▶ **Exercise aim**: List every proper name that appears in the mangrove article below, whether it names a person, a publication or an institution.

▶ **Reading passage**:
________________
A new international study has pinpointed a surprisingly simple cellular adaptation that helps plants survive in saltwater, offering a potential roadmap for protecting crops as sea levels rise and coastal soils become more saline.

Published this week in the journal Current Biologythe research shows that mangrove trees, which are famous for thriving in salty, waterlogged shorelines, have repeatedly evolved much smaller, thicker-walled cells than their inland relatives. This combination, the authors report, makes mangrove tissues mechanically stronger and less prone to wilting under salt stress, and it appears again and again in unrelated plant lineages that have independently adapted to coastal life.

“This work reveals that just a few simple cell traits are critical to tolerating the extreme conditions experienced by some of the most distinctive and resilient plants in the world,” explained paper co-author Adam Roddy, a professor in New York University’s Department of Environmental Studies, in a press statement.
________________
▶ **Supplied records**:
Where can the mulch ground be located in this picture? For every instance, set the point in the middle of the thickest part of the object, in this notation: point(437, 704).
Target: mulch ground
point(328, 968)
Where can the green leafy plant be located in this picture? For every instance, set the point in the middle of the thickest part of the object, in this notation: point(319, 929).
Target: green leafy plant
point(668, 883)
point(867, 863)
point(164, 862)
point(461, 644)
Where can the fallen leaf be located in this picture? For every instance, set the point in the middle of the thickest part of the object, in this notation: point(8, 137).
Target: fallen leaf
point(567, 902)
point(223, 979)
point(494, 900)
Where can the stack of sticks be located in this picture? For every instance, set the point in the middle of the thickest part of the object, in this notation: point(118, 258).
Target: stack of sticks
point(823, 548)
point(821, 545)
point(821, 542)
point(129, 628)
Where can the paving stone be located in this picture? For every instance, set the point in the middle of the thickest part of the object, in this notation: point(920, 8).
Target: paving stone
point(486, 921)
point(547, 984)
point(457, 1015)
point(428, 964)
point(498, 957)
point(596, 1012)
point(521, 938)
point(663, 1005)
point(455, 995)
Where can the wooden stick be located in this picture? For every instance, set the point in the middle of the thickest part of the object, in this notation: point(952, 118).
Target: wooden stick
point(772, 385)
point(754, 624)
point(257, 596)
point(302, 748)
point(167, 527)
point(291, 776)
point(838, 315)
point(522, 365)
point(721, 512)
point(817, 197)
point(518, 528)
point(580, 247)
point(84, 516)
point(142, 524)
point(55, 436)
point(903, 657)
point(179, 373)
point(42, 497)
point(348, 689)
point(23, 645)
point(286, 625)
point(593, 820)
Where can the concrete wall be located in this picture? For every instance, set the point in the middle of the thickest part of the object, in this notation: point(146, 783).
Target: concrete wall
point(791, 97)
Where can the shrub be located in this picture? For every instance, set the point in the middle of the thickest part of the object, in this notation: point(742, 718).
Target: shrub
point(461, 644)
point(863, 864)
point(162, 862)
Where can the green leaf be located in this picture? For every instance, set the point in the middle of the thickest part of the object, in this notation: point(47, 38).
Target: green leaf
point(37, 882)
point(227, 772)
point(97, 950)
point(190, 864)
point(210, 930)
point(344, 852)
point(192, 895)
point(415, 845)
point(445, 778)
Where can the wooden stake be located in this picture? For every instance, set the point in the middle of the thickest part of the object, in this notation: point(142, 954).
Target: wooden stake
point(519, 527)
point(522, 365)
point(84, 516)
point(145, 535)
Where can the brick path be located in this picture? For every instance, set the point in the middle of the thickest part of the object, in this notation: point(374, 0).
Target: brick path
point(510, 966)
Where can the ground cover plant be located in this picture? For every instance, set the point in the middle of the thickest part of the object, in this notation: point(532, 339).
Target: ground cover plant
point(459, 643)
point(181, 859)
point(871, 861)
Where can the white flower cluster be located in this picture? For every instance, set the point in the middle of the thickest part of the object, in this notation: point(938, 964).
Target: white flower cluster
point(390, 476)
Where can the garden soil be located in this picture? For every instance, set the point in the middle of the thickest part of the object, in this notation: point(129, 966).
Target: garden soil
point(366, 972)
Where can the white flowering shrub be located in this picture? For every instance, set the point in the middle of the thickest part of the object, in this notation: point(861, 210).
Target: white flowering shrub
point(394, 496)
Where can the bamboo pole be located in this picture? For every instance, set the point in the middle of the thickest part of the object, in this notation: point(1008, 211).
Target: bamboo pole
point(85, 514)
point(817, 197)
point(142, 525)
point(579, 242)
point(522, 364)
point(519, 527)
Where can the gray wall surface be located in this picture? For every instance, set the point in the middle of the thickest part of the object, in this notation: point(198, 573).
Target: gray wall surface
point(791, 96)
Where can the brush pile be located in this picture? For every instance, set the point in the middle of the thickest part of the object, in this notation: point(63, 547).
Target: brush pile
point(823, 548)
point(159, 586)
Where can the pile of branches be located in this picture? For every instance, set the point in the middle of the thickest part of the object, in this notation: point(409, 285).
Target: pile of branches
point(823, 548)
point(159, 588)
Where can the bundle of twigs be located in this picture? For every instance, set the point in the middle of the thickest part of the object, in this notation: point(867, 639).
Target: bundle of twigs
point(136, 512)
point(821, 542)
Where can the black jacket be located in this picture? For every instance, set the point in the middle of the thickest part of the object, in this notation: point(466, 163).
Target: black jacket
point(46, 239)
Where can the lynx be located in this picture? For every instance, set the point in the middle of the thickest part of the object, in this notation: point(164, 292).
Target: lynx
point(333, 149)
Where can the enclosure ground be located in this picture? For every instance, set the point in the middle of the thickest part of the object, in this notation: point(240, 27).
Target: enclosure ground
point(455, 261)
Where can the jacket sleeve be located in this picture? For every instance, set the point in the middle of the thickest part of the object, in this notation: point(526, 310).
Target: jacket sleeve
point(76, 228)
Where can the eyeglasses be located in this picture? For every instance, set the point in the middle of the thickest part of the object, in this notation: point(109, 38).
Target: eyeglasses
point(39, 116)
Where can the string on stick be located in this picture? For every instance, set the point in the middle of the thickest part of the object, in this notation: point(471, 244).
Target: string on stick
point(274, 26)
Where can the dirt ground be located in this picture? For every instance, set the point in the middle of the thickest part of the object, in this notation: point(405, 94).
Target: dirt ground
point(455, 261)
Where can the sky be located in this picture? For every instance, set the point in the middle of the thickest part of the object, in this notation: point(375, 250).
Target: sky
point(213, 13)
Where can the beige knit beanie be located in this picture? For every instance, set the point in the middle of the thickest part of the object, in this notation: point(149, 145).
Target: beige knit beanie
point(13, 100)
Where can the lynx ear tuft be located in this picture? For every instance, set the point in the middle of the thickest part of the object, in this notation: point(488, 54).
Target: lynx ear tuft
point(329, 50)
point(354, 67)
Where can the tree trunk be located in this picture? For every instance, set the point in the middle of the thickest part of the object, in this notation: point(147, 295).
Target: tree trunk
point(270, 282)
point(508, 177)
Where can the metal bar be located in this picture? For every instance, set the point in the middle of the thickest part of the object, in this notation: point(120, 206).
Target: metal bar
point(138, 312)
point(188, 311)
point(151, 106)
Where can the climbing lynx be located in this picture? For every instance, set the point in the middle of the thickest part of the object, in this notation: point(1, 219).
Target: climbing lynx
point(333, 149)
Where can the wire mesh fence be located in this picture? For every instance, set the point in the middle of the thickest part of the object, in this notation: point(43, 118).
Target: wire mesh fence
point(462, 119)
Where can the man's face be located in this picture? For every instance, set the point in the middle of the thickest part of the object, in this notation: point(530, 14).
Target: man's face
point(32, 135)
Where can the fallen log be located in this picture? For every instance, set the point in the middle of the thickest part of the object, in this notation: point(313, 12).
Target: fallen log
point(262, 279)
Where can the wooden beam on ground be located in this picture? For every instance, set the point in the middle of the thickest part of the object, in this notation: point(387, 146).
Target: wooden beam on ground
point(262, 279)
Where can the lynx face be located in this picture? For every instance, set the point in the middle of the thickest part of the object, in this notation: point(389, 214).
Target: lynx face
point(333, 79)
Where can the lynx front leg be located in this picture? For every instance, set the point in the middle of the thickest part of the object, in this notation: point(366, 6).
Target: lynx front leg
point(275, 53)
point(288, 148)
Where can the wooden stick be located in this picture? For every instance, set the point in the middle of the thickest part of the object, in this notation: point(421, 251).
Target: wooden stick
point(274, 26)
________________
▶ **Answer section**: Current Biology; Adam Roddy; New York University; Department of Environmental Studies